## Exercise description:
Apart from the pictures, every record here must be copied word for word.

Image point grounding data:
--- START ---

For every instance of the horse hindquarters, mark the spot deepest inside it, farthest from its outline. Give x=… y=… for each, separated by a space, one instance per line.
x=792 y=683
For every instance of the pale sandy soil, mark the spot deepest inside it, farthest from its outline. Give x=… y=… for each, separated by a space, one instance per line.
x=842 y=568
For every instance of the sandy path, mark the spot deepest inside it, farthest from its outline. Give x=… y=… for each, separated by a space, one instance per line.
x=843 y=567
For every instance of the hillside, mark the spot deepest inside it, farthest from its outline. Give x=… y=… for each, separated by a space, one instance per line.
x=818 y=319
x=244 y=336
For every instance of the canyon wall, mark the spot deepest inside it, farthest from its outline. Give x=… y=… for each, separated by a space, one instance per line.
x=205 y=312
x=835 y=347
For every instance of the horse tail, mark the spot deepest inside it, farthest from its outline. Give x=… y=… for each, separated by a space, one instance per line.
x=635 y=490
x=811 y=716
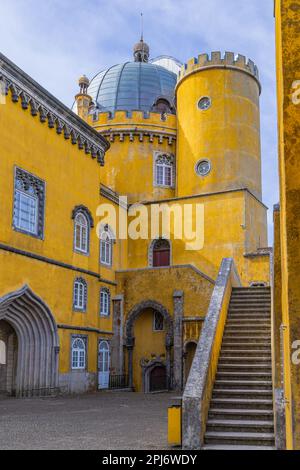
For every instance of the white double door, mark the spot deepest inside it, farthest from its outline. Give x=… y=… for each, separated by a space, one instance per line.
x=103 y=365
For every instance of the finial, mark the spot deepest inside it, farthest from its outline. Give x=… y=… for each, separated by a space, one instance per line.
x=142 y=27
x=83 y=84
x=141 y=49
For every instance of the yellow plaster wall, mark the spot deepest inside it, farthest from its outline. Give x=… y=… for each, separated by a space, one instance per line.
x=228 y=133
x=148 y=345
x=287 y=51
x=233 y=223
x=129 y=164
x=72 y=178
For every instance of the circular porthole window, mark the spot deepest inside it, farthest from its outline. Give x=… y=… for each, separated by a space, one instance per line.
x=204 y=103
x=203 y=167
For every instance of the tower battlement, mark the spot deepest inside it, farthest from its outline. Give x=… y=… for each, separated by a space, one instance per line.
x=216 y=60
x=123 y=118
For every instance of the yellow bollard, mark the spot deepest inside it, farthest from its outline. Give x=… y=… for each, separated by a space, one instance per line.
x=174 y=425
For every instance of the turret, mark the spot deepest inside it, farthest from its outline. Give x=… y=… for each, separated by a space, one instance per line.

--- END ---

## Written solution:
For every instance of the horse hindquarters, mark the spot deepest inside it, farthest from its outline. Give x=… y=… for each, separated by a space, one instance per line.
x=792 y=683
For every instance of the pale sandy soil, mark the spot deepest inside it, farthest from its outline. Give x=… y=… for each, separated by a space, one instance per line.
x=842 y=568
For every instance of the sandy path, mark the spot deepest inside it, farthest from its outline. Give x=… y=… for each, separated by a space, one instance per line.
x=843 y=567
For every instance of the hillside, mark the spot deepest inside it, farthest from its outline. Give x=… y=… for each, separated by a space, one instance per line.
x=818 y=319
x=244 y=336
For every instance of the canyon wall, mark the spot deepest inside it, farthest from its outline. Give x=… y=… for each, separated by a space, one instance per line.
x=205 y=312
x=835 y=347
For every instance of the horse tail, mark the spot deepest inside it, farthest from its outline. Give x=… y=… for each, separated by a space, one instance per line.
x=635 y=490
x=811 y=716
For every instance of the white double door, mark the spot deepest inside it, farthest from its outline. Give x=… y=… for each, separated by a space, one instance per line.
x=103 y=365
For every instance of the finial, mark the spot deepest inside it, farthest from its outline. Give x=… y=… for each, separated by a space, one instance per line.
x=142 y=27
x=83 y=84
x=141 y=49
For every instance of the yellow plaster wall, mark the spot deepest inside it, farthest from its outline. Give x=… y=… for each, separated by a space, one instance per line.
x=228 y=133
x=148 y=345
x=287 y=51
x=233 y=223
x=129 y=164
x=72 y=178
For every instance of the circular porthole window, mark the spot deepest inside it, farthest from its outline. Give x=… y=… for each, separated by a space, one instance per line.
x=204 y=103
x=203 y=167
For every instance of the tower battlement, mark the spot deepest inside it, farthest from its outline. Give x=… y=… for each, separated by a space, one instance per line.
x=216 y=60
x=123 y=118
For every instance of the yellow bollard, mark the spot deepest inside it, farthest from its outline. Give x=… y=… for each, separated by a space, one instance per line.
x=174 y=425
For every instance of the turret, mark the spot deepest inside it, farthest from its outline. Give x=… y=… for each, separated by a space, one instance per line.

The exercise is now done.